** Start Data to use **
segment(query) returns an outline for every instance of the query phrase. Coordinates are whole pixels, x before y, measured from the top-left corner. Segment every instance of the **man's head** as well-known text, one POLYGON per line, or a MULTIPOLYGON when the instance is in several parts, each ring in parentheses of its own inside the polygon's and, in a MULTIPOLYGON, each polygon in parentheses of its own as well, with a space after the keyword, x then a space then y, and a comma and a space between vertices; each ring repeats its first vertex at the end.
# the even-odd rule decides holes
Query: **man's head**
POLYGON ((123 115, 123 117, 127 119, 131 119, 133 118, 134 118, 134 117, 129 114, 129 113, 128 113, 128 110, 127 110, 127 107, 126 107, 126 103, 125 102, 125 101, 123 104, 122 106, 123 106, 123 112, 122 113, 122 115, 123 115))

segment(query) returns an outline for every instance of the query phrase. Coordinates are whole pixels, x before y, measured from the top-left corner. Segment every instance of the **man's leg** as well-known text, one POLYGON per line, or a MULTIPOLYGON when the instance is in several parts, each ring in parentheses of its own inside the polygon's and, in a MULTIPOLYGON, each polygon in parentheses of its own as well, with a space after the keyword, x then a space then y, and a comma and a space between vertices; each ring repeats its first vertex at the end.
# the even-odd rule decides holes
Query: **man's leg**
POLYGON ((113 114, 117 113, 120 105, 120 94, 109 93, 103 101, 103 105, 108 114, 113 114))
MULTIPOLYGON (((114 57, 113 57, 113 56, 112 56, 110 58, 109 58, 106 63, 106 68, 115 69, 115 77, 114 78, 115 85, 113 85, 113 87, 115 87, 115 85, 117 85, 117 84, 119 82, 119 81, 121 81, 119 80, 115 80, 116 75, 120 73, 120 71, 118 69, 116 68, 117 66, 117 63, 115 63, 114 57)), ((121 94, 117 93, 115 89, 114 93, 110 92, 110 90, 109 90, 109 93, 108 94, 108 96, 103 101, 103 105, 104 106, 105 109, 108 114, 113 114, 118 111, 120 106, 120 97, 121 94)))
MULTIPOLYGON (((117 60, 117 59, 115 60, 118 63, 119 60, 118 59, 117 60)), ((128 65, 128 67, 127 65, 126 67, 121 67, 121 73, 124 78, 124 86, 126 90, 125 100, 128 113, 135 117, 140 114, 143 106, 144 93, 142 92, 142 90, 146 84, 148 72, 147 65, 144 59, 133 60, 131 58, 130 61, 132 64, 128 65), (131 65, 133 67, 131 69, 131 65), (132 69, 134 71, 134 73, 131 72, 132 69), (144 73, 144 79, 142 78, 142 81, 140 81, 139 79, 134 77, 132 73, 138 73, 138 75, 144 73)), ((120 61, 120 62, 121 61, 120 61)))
** End Data to use **
*What to work on*.
Copy out the stretch of data from the line containing "the **man's leg**" through the line containing "POLYGON ((113 114, 117" character for character, including both of those lines.

*Answer to the exercise*.
segment(query) returns an outline for every instance of the query phrase. Coordinates are whole pixels, x before y, measured from the top-left corner. Segment every instance of the **man's leg** as well-known text, one POLYGON per line, or a MULTIPOLYGON when the instance is in several parts, each ring in parentheses of its own inside the polygon's and, in a MULTIPOLYGON, each polygon in parentheses of its own as well, with a space after the keyword, x then a space then y, and a comma and a space between vertices; each ring repeats its first vertex at the end.
# the even-odd rule decides holes
Query: **man's leg**
POLYGON ((113 114, 117 113, 120 105, 120 94, 109 93, 103 101, 103 105, 108 114, 113 114))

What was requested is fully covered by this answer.